All of the entries need to be set down exactly as they read.

BEGIN

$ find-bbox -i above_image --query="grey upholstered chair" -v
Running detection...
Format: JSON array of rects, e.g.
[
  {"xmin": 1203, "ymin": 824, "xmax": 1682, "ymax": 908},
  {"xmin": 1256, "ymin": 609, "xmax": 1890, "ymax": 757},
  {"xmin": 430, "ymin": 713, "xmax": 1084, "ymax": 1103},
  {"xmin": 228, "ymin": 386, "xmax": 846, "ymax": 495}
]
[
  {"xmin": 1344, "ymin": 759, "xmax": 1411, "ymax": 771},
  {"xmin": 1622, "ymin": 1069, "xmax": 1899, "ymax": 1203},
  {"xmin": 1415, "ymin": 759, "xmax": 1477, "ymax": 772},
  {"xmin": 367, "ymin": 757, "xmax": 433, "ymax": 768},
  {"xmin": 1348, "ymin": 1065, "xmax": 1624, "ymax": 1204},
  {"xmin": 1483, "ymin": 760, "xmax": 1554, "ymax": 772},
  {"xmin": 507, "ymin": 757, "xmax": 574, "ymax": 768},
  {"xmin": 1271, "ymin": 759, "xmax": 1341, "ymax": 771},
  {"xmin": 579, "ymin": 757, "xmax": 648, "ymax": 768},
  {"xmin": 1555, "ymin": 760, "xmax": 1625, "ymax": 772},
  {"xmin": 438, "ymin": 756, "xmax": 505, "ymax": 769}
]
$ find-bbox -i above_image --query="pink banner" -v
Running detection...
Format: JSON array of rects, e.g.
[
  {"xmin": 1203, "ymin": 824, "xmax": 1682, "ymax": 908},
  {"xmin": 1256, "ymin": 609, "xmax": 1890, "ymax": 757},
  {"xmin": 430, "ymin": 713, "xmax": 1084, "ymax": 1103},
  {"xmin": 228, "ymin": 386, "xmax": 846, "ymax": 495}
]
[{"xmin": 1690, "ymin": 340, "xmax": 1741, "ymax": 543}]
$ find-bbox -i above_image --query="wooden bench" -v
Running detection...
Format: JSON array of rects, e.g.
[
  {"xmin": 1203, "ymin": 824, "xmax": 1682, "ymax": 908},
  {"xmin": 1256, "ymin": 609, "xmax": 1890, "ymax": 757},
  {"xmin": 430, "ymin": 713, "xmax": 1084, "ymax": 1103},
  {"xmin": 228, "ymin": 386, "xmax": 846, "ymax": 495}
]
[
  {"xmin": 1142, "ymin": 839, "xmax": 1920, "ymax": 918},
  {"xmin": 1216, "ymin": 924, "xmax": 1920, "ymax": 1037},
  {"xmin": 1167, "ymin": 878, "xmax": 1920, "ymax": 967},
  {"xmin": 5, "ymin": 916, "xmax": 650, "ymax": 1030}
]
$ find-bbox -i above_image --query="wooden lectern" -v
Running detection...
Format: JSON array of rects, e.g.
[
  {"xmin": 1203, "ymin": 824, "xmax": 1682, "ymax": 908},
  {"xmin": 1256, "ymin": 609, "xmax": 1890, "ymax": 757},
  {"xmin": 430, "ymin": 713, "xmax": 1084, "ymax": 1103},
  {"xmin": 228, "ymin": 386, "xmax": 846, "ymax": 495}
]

END

▸ Exercise output:
$ find-bbox -i above_image --query="grey upholstered chair" -v
Running detection...
Format: JSON array of rects, e.g.
[
  {"xmin": 1203, "ymin": 824, "xmax": 1682, "ymax": 908},
  {"xmin": 1256, "ymin": 609, "xmax": 1890, "ymax": 757},
  {"xmin": 430, "ymin": 713, "xmax": 1084, "ymax": 1103},
  {"xmin": 228, "ymin": 386, "xmax": 846, "ymax": 495}
]
[
  {"xmin": 1344, "ymin": 759, "xmax": 1411, "ymax": 771},
  {"xmin": 1622, "ymin": 1069, "xmax": 1899, "ymax": 1203},
  {"xmin": 1415, "ymin": 759, "xmax": 1477, "ymax": 772},
  {"xmin": 367, "ymin": 757, "xmax": 433, "ymax": 768},
  {"xmin": 1348, "ymin": 1065, "xmax": 1624, "ymax": 1204},
  {"xmin": 1483, "ymin": 760, "xmax": 1554, "ymax": 772},
  {"xmin": 507, "ymin": 757, "xmax": 574, "ymax": 768},
  {"xmin": 1271, "ymin": 759, "xmax": 1341, "ymax": 771},
  {"xmin": 579, "ymin": 757, "xmax": 648, "ymax": 768},
  {"xmin": 1555, "ymin": 760, "xmax": 1625, "ymax": 772},
  {"xmin": 438, "ymin": 756, "xmax": 505, "ymax": 769}
]
$ find-bbox -i above_image --query="pink banner" -v
Running detection...
Format: JSON array of rects, e.g.
[
  {"xmin": 1203, "ymin": 824, "xmax": 1682, "ymax": 908},
  {"xmin": 1256, "ymin": 609, "xmax": 1890, "ymax": 757},
  {"xmin": 430, "ymin": 713, "xmax": 1084, "ymax": 1103},
  {"xmin": 228, "ymin": 386, "xmax": 846, "ymax": 495}
]
[{"xmin": 1690, "ymin": 340, "xmax": 1741, "ymax": 543}]
$ find-bbox -i above_image --query="wooden bench" -v
Running detection...
Format: JSON array of rects, e.g.
[
  {"xmin": 1203, "ymin": 824, "xmax": 1682, "ymax": 908},
  {"xmin": 1256, "ymin": 609, "xmax": 1890, "ymax": 757},
  {"xmin": 430, "ymin": 713, "xmax": 1084, "ymax": 1103},
  {"xmin": 228, "ymin": 386, "xmax": 846, "ymax": 495}
]
[
  {"xmin": 1142, "ymin": 839, "xmax": 1920, "ymax": 918},
  {"xmin": 1216, "ymin": 924, "xmax": 1920, "ymax": 1037},
  {"xmin": 1167, "ymin": 878, "xmax": 1920, "ymax": 967},
  {"xmin": 5, "ymin": 916, "xmax": 650, "ymax": 1030}
]
$ find-bbox -i above_image --query="wooden lectern" -v
Running detection...
Format: JSON array of rects, e.g.
[
  {"xmin": 1203, "ymin": 824, "xmax": 1682, "ymax": 908},
  {"xmin": 1256, "ymin": 609, "xmax": 1890, "ymax": 757},
  {"xmin": 430, "ymin": 713, "xmax": 1084, "ymax": 1103},
  {"xmin": 228, "ymin": 386, "xmax": 846, "ymax": 495}
]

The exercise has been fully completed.